§ **Text excerpt**
--- START ---
The first version of Signal's model cost calculator only included Anthropic, OpenAI, Google, and xAI — a US-centric view that understated what 'cheap' actually means in 2026. DeepSeek V4 is 5-10× cheaper than Sonnet on comparable workloads; Qwen 3.5 matches Sonnet quality at ~1/6 the price; Llama 4 is the open-weights default; Mistral Large 3 is the European pick for data residency. All four are now in the calculator and picker.
Key takeaways
- Signal's calculator shipped missing DeepSeek, Qwen, Llama, and Mistral — a real gap, not a small one.
- DeepSeek V4 at roughly $0.20/$0.80/Mtok is the cheapest viable frontier model on any honest chart, and disrupts pricing assumptions even at the Opus tier.
- Qwen 3.5 Max matches Sonnet on most reasoning + writing workloads at roughly one-sixth the cost; APAC-facing or multilingual teams should default to it.
- Llama 4 405B is structurally different — open-weights — and that matters more than the price gap when you need on-prem, air-gapped, or provider-portable deployment.
- Mistral Large 3 is the answer for EU data residency requirements or for any team that explicitly wants a non-US model in their stack.
--- END ---
§ **Study material**
--- START ---
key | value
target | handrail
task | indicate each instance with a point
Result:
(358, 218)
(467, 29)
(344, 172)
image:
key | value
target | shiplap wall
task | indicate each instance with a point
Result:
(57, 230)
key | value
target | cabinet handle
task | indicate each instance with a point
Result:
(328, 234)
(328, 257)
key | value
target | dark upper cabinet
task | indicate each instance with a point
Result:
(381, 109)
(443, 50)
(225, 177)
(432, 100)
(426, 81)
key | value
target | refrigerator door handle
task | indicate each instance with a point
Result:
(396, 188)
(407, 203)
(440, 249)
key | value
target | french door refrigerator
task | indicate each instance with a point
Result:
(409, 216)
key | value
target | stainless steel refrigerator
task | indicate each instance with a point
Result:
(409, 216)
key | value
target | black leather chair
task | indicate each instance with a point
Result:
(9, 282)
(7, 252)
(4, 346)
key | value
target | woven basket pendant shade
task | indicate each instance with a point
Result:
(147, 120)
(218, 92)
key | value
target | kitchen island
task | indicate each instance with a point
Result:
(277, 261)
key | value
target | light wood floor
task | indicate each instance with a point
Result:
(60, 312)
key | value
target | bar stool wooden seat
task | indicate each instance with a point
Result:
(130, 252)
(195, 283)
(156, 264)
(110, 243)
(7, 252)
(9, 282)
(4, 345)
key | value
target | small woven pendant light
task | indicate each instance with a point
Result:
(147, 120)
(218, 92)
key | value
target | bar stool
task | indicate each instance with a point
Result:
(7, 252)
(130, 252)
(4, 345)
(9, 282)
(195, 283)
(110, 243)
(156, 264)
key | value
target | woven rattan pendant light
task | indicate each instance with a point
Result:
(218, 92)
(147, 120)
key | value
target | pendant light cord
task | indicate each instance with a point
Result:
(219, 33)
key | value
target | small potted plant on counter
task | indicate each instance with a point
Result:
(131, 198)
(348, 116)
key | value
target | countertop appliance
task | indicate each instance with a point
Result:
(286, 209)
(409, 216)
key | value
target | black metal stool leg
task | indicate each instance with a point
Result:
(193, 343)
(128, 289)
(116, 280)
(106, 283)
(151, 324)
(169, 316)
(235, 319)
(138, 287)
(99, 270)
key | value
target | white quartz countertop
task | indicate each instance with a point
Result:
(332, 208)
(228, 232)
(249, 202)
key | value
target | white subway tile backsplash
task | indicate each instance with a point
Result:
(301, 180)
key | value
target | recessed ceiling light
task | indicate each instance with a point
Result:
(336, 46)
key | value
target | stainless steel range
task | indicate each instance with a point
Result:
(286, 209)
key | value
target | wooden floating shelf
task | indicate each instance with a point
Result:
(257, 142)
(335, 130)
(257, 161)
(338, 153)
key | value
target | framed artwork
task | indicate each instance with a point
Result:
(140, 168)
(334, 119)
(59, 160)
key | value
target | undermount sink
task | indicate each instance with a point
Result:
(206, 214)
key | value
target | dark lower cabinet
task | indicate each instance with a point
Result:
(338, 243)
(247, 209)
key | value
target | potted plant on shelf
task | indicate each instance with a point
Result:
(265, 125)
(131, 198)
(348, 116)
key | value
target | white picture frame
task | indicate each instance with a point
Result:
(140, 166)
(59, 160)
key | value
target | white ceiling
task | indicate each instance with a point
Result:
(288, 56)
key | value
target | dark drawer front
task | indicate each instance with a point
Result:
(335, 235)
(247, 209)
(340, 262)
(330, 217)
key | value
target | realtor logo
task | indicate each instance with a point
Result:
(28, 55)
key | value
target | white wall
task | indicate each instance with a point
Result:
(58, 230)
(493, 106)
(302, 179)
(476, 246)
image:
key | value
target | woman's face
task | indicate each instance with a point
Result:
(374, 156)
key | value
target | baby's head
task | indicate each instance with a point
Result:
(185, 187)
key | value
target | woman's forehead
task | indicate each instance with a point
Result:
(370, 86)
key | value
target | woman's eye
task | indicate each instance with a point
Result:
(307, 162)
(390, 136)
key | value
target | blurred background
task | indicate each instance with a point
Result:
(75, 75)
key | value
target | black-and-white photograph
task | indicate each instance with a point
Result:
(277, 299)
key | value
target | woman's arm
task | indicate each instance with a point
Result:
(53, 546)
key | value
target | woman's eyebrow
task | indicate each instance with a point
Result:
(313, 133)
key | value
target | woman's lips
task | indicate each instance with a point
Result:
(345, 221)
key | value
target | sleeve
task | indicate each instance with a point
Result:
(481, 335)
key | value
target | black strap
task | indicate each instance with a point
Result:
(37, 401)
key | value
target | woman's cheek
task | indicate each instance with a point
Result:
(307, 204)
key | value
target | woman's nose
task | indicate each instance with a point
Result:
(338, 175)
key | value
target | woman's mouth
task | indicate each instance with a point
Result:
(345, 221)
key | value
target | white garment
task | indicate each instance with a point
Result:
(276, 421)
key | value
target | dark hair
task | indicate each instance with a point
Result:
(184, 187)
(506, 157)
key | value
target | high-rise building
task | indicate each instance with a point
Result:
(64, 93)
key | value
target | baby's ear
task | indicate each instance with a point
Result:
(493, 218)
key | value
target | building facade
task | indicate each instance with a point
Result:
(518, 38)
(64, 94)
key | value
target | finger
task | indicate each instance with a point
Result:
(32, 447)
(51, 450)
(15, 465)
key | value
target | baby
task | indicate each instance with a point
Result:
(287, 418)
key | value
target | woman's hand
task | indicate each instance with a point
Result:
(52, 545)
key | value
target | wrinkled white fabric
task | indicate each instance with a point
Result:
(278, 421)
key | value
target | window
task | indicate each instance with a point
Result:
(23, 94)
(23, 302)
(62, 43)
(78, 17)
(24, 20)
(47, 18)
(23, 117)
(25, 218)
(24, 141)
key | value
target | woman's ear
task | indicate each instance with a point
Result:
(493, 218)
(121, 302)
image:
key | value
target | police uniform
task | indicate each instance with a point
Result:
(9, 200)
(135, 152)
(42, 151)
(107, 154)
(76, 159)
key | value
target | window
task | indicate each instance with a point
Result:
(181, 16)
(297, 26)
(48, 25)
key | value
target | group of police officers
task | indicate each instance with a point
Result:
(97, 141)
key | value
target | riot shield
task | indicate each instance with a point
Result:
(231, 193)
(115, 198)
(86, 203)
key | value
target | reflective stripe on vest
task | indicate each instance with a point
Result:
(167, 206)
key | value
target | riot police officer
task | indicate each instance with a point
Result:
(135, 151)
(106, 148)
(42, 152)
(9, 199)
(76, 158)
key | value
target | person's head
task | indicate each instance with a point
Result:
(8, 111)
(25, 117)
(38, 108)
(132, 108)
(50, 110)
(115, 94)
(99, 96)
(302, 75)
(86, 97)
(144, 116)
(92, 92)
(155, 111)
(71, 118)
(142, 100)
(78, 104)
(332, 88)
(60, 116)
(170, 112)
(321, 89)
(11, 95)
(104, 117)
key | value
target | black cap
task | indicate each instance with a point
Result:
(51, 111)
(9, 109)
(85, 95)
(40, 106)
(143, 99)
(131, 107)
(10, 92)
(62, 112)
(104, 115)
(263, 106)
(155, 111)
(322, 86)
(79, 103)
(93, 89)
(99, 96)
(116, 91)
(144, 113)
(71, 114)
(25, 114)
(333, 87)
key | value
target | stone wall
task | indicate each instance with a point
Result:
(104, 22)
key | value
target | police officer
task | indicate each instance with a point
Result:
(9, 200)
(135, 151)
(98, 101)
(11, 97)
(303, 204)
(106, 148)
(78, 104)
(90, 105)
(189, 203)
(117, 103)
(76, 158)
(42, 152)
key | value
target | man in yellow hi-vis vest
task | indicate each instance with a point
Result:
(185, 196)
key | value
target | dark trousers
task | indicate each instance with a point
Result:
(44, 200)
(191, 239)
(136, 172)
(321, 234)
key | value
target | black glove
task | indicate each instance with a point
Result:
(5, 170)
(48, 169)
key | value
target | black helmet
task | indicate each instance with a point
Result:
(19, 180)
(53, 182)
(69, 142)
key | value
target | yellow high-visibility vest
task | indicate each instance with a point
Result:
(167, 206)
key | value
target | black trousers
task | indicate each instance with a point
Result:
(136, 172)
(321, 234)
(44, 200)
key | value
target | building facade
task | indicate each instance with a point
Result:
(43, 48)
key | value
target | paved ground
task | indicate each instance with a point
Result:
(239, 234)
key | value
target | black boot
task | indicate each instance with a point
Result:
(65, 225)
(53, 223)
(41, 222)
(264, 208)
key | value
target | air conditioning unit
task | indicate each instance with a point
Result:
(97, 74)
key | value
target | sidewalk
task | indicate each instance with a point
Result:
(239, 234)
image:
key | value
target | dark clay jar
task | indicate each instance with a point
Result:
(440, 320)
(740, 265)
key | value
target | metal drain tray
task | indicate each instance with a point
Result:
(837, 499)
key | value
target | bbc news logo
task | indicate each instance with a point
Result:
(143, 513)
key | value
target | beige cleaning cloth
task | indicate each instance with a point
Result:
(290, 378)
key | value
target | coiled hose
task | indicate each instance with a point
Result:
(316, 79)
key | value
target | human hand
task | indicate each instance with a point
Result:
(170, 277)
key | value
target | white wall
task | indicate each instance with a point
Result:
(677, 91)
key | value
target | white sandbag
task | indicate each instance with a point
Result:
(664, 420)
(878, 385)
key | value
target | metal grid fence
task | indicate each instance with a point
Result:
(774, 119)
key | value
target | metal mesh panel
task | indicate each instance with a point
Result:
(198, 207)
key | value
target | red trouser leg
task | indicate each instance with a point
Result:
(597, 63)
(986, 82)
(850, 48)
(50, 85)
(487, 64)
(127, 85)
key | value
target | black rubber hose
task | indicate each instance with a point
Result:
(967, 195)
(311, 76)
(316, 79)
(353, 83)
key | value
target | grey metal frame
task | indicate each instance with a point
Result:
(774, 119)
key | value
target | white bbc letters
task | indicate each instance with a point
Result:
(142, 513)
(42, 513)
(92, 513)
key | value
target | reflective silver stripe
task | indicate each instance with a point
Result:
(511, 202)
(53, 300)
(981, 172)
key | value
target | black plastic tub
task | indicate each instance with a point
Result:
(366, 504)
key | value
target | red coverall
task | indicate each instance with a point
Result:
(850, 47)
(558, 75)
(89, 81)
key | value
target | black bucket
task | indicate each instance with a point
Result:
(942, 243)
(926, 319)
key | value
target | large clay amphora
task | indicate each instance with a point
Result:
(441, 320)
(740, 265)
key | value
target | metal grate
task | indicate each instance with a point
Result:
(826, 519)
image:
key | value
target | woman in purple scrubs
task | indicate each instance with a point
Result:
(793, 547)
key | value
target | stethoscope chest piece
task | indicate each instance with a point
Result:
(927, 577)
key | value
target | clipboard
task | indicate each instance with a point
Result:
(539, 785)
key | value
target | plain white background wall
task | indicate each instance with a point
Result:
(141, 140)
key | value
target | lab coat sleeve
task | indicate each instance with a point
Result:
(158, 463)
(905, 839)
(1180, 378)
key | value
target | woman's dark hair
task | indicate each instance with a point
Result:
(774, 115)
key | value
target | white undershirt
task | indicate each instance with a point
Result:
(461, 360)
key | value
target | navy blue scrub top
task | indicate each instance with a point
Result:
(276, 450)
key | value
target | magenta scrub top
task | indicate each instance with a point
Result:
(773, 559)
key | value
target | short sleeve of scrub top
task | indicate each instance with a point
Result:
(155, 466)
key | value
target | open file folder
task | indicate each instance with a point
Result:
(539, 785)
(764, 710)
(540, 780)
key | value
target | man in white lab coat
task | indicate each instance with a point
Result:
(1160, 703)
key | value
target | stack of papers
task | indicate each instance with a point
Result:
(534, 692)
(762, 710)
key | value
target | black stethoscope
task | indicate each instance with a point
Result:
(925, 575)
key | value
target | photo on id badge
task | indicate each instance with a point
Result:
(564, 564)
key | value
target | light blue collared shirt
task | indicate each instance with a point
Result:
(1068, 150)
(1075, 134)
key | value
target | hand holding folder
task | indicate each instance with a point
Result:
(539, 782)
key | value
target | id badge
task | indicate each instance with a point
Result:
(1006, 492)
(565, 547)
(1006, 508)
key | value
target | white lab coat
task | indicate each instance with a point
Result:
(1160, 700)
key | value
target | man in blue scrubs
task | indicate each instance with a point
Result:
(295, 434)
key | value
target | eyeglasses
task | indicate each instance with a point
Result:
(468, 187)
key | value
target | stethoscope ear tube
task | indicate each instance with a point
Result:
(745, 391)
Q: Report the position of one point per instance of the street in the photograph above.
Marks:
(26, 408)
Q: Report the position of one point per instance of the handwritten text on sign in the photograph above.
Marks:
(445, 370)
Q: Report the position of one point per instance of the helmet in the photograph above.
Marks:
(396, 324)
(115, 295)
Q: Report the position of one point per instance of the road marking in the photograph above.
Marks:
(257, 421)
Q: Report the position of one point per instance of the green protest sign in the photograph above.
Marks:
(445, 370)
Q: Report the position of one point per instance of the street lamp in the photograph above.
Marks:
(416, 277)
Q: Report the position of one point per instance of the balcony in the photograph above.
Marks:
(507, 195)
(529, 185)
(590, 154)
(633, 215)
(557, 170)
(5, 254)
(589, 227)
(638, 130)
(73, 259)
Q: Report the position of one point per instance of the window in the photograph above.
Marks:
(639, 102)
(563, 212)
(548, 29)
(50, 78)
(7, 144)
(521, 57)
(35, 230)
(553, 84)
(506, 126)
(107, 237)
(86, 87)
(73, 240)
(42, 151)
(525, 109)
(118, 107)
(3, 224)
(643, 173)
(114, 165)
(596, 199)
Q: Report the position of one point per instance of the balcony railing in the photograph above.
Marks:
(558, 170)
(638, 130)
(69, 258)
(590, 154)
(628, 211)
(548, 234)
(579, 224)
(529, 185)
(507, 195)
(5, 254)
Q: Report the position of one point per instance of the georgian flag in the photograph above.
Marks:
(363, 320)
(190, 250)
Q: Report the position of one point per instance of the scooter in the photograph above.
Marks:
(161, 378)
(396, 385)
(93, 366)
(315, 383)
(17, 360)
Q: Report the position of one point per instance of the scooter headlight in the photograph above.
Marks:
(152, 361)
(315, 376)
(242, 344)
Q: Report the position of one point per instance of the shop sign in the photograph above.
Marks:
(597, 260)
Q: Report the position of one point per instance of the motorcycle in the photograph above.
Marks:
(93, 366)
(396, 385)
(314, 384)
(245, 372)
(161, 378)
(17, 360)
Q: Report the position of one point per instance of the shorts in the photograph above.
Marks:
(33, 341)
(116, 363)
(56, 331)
--- END ---
§ **What is expected**
Please retype the text on Signal's model cost calculator in full, word for word.

§ **Task response**
The first version of Signal's model cost calculator only included Anthropic, OpenAI, Google, and xAI — a US-centric view that understated what 'cheap' actually means in 2026. DeepSeek V4 is 5-10× cheaper than Sonnet on comparable workloads; Qwen 3.5 matches Sonnet quality at ~1/6 the price; Llama 4 is the open-weights default; Mistral Large 3 is the European pick for data residency. All four are now in the calculator and picker.
Key takeaways
- Signal's calculator shipped missing DeepSeek, Qwen, Llama, and Mistral — a real gap, not a small one.
- DeepSeek V4 at roughly $0.20/$0.80/Mtok is the cheapest viable frontier model on any honest chart, and disrupts pricing assumptions even at the Opus tier.
- Qwen 3.5 Max matches Sonnet on most reasoning + writing workloads at roughly one-sixth the cost; APAC-facing or multilingual teams should default to it.
- Llama 4 405B is structurally different — open-weights — and that matters more than the price gap when you need on-prem, air-gapped, or provider-portable deployment.
- Mistral Large 3 is the answer for EU data residency requirements or for any team that explicitly wants a non-US model in their stack.